§ The request
Please copy all of the data below word for word, leaving the pictures out of your answer.

§ Given data
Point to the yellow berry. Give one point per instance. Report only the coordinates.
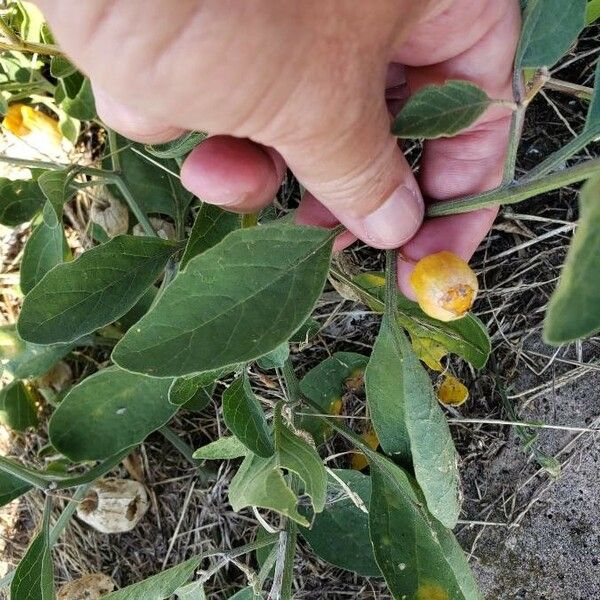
(445, 286)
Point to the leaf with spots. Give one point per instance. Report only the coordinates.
(108, 412)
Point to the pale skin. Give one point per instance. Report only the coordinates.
(307, 84)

§ Exercise output
Point to the yellow berry. Give one point per instance. Report only the coordinates.
(445, 286)
Point to the leaf with spots. Give one point per instance. Report only the coordinates.
(108, 412)
Point to the pale skin. Give one point per instance. Report only the coordinates.
(307, 84)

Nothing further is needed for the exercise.